● Text excerpt
I was a strong-willed child. When I wasn’t allowed to do something or told that I didn’t have the ability to do it, I would do my best to prove the opposite. And while I no longer break a glass door with my fist or read books I was supposedly too young for, I am still stubborn. For example, when it comes to pursuing goals; when someone tells me they are not worthwhile, especially if this opinion is based on a slap-dash assessment. Or when someone says that I should just shut up and get with the program because that’s the rule.
Raised in Germany, I was taught to surrender to authority simply because someone wore a white coat or uniform. As an avid student of history, I realised at an early age how it was exactly this attitude that had created great suffering and tragedy only a generation before I was born. So I taught myself to step up and speak up, which, granted, took a while given that I needed to overcome my fear of punishment. Which happened. Sometimes it was justified, sometimes not, ironically, depending on the stubbornness of the person in charge. I persisted. Now I can have conversations with just about anyone about anything.

● Required action A
Reproduce the essay on stubbornness word for word, from "Raised in Germany, I" to "anyone about anything.".
● Required action B
Continue the essay on stubbornness and speaking up to authority, starting after its last sentence.

● Provided material
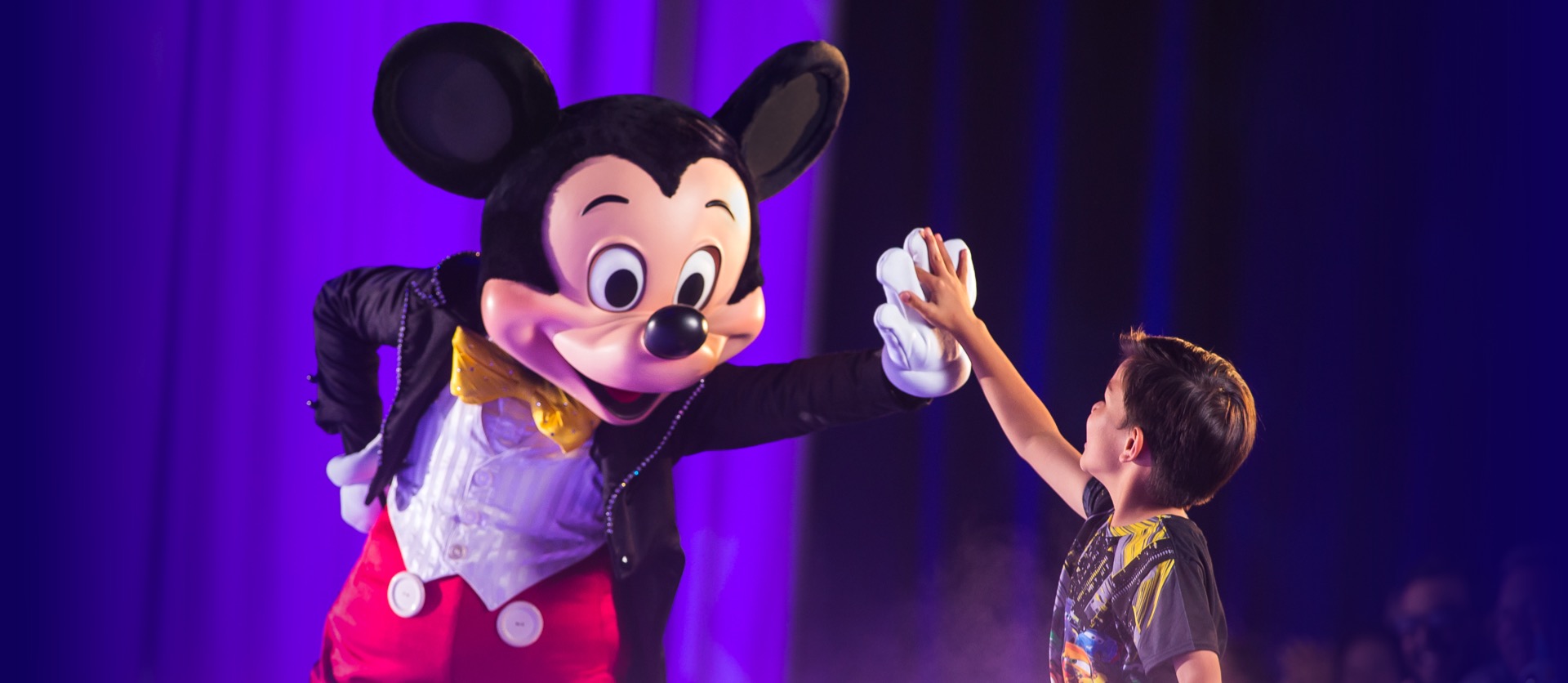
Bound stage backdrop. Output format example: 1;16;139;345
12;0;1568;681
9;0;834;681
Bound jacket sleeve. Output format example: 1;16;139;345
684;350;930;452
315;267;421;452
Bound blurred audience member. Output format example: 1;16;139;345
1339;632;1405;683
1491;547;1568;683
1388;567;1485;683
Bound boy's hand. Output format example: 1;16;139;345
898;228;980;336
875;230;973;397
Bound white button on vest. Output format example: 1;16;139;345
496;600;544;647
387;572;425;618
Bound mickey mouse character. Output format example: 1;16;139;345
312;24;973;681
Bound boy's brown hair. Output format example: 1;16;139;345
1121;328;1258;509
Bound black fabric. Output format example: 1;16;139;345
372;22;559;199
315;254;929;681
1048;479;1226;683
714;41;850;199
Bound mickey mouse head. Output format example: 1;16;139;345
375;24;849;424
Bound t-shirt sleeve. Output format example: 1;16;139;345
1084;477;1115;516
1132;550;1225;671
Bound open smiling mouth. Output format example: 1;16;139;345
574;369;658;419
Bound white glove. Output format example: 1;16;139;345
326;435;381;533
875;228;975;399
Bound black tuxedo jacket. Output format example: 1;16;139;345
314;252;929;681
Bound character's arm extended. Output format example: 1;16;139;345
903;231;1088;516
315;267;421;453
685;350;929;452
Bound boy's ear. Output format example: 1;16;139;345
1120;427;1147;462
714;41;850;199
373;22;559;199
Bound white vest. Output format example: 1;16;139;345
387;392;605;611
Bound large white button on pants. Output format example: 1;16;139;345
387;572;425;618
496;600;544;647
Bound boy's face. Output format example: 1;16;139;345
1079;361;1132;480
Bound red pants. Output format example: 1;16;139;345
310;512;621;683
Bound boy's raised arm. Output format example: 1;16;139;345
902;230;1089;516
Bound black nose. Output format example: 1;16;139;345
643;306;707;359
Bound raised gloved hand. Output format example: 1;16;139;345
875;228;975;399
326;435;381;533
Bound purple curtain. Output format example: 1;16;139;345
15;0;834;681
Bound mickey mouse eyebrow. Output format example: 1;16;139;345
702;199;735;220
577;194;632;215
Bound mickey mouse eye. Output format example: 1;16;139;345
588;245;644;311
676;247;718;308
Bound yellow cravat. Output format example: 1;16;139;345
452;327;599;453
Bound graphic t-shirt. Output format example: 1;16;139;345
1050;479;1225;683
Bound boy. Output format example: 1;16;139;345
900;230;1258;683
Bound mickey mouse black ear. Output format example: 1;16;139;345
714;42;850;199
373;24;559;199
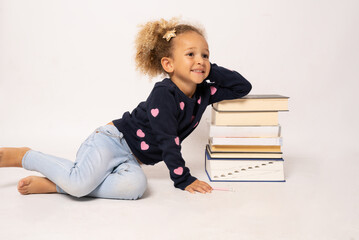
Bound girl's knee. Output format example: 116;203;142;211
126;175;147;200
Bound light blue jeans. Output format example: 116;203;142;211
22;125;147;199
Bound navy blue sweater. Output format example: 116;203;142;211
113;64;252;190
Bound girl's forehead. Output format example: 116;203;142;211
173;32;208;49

==

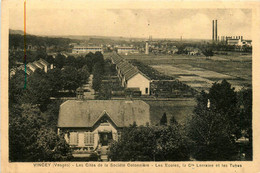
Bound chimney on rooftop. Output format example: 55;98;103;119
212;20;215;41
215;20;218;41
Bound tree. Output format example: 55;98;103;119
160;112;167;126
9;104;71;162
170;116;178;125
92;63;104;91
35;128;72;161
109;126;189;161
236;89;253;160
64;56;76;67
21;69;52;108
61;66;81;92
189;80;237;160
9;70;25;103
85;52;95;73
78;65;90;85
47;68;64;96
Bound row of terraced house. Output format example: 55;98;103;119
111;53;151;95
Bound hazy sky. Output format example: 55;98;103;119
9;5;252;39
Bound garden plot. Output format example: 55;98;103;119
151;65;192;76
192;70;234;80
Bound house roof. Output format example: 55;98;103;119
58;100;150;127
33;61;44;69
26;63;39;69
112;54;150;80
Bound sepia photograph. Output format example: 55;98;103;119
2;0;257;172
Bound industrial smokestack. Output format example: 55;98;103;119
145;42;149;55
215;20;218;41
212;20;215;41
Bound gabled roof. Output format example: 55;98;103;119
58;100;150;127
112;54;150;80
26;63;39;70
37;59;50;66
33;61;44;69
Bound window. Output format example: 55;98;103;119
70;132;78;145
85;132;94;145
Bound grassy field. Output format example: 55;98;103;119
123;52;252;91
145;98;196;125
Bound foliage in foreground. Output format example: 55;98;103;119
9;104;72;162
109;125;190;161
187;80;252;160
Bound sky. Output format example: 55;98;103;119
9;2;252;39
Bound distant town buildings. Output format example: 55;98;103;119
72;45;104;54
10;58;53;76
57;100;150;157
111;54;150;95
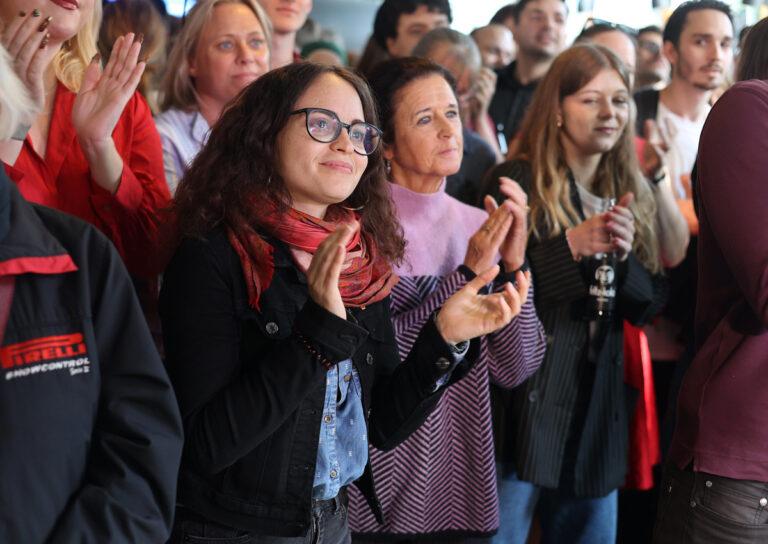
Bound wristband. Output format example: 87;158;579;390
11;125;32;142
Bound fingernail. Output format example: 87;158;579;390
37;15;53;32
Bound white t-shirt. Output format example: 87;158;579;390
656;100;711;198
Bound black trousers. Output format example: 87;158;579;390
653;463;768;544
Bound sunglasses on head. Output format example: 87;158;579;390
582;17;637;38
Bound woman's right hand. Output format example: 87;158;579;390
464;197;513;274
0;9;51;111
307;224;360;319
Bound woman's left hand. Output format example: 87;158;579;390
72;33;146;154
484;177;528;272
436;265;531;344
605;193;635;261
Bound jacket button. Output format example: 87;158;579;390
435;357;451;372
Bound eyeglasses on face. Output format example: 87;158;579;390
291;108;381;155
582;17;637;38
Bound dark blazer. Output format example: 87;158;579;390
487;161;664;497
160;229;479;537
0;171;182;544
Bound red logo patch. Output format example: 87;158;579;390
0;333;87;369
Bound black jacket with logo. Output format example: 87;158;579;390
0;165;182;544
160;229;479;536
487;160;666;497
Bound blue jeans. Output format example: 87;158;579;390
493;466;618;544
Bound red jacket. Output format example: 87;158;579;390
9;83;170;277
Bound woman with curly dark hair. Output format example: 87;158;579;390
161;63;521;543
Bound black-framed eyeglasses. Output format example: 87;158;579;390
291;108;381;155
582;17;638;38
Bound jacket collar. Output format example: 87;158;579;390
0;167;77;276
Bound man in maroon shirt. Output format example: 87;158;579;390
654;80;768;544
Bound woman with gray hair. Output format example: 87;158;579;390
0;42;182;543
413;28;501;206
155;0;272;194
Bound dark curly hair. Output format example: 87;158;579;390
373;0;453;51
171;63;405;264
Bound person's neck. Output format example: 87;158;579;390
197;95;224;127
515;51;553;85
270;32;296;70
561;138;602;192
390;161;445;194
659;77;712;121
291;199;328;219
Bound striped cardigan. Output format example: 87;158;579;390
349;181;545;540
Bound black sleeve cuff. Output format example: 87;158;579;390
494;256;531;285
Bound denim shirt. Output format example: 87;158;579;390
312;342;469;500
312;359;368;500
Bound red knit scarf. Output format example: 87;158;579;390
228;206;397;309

● Response A
Raised in Germany, I was taught to surrender to authority simply because someone wore a white coat or uniform. As an avid student of history, I realised at an early age how it was exactly this attitude that had created great suffering and tragedy only a generation before I was born. So I taught myself to step up and speak up, which, granted, took a while given that I needed to overcome my fear of punishment. Which happened. Sometimes it was justified, sometimes not, ironically, depending on the stubbornness of the person in charge. I persisted. Now I can have conversations with just about anyone about anything.

● Response B
I know when to step back and allow acquiescence and acceptance to flow through me, particularly when I realise that my ego is getting the better of me. I can let go when I realise that I don’t have enough data and information or when I simply want to prove that I know better than someone else (and I admittedly sometimes google to prove that I am right).
I wonder what would have happened had I been born during the last decade. Yes, my parents struggled with my wilfulness, but they would have never thought to take me to a doctor to be checked for oppositional defiance disorder. Let me be clear, I am sure there are children who fit the label, but how many are diagnosed and medicated because it’s an easier path than teaching a strong-willed child the balance between assertiveness and stubbornness? What are your thoughts?